ACTIVITY
With the pictures left out, transcribe exactly the lines from the one with "Reviewer note: confirm that every instance of the red flag" through the end of the data.

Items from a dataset
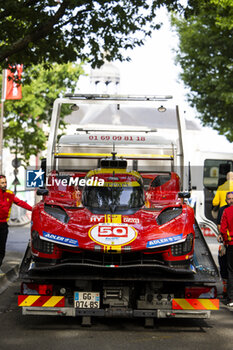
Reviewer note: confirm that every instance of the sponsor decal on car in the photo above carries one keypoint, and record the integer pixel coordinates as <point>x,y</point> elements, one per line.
<point>112,234</point>
<point>130,220</point>
<point>165,241</point>
<point>59,239</point>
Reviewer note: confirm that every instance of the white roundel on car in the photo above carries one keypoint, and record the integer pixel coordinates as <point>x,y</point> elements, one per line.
<point>112,234</point>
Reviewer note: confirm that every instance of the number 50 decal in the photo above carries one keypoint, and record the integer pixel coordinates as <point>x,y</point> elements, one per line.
<point>112,234</point>
<point>113,231</point>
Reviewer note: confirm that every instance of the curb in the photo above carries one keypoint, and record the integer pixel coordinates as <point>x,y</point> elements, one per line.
<point>7,278</point>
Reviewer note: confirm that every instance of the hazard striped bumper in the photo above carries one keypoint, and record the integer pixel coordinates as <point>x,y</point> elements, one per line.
<point>195,304</point>
<point>41,300</point>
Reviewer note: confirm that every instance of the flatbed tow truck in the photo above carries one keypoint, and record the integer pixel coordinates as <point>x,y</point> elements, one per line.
<point>137,250</point>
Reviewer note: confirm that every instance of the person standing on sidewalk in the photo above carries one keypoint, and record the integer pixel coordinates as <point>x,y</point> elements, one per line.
<point>222,259</point>
<point>7,198</point>
<point>226,230</point>
<point>220,196</point>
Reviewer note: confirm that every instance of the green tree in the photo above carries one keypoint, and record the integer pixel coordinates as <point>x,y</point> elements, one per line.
<point>206,58</point>
<point>224,13</point>
<point>35,31</point>
<point>23,118</point>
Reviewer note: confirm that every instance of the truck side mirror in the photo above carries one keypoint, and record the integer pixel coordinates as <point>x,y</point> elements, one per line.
<point>42,192</point>
<point>184,195</point>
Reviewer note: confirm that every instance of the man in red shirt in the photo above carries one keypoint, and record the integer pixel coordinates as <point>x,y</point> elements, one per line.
<point>226,230</point>
<point>7,198</point>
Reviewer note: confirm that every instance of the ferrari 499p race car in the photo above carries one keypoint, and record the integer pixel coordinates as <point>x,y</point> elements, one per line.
<point>119,222</point>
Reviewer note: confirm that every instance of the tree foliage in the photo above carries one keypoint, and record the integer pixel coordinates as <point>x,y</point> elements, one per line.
<point>23,118</point>
<point>35,31</point>
<point>206,58</point>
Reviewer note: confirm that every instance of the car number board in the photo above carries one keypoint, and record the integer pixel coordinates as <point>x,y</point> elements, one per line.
<point>86,300</point>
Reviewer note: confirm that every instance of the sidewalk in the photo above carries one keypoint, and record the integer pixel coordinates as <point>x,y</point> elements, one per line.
<point>16,245</point>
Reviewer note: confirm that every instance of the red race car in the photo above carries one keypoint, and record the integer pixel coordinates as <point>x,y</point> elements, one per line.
<point>113,218</point>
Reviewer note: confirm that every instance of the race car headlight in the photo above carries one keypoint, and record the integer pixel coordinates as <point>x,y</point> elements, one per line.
<point>183,248</point>
<point>167,215</point>
<point>57,212</point>
<point>41,245</point>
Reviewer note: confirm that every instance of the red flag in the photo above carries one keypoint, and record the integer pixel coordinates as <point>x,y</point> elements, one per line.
<point>13,91</point>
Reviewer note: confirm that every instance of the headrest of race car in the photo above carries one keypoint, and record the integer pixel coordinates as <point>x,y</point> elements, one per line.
<point>116,163</point>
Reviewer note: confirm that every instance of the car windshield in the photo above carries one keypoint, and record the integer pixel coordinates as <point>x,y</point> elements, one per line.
<point>113,198</point>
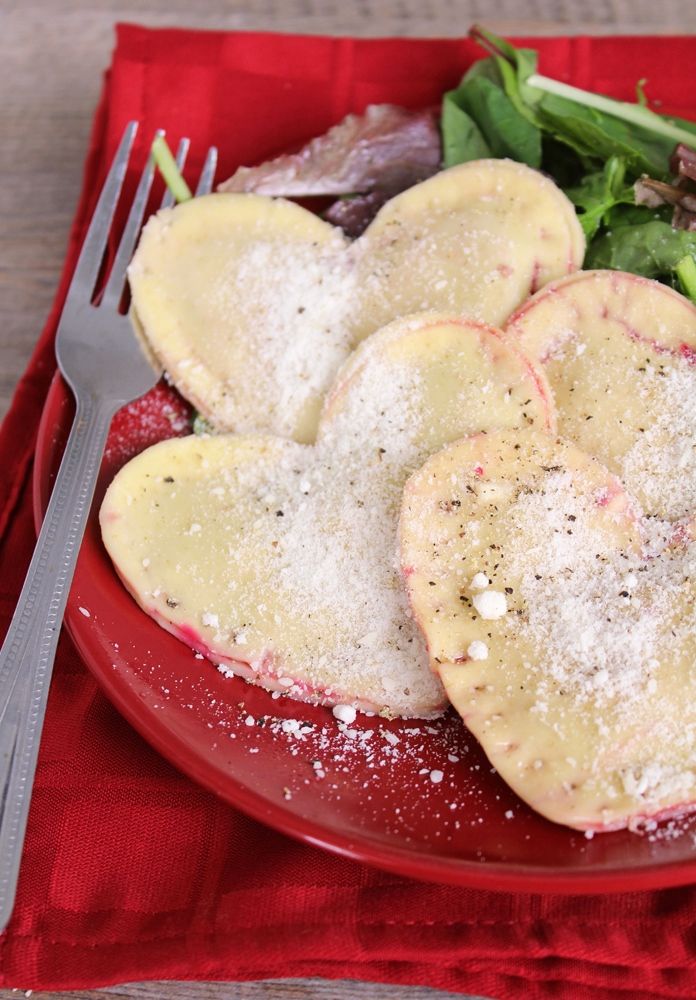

ANSWER FOR THE TASK
Reviewer note: confirm that every instance of the red flag in the photo above carries one keypoint, and record the integer pixel coordinates as <point>x,y</point> elements, one per line.
<point>13,91</point>
Reviewer note: confirm that every instance of the headrest of race car in the photo above carries one keypoint, and record the integer pixel coordinates as <point>x,y</point> elements, one per line.
<point>116,163</point>
Reviewer note: confirm that every instance of the car windshield in the photo above carries one keypoint, and record the integer pixel coordinates as <point>x,y</point> elements, one per line.
<point>113,198</point>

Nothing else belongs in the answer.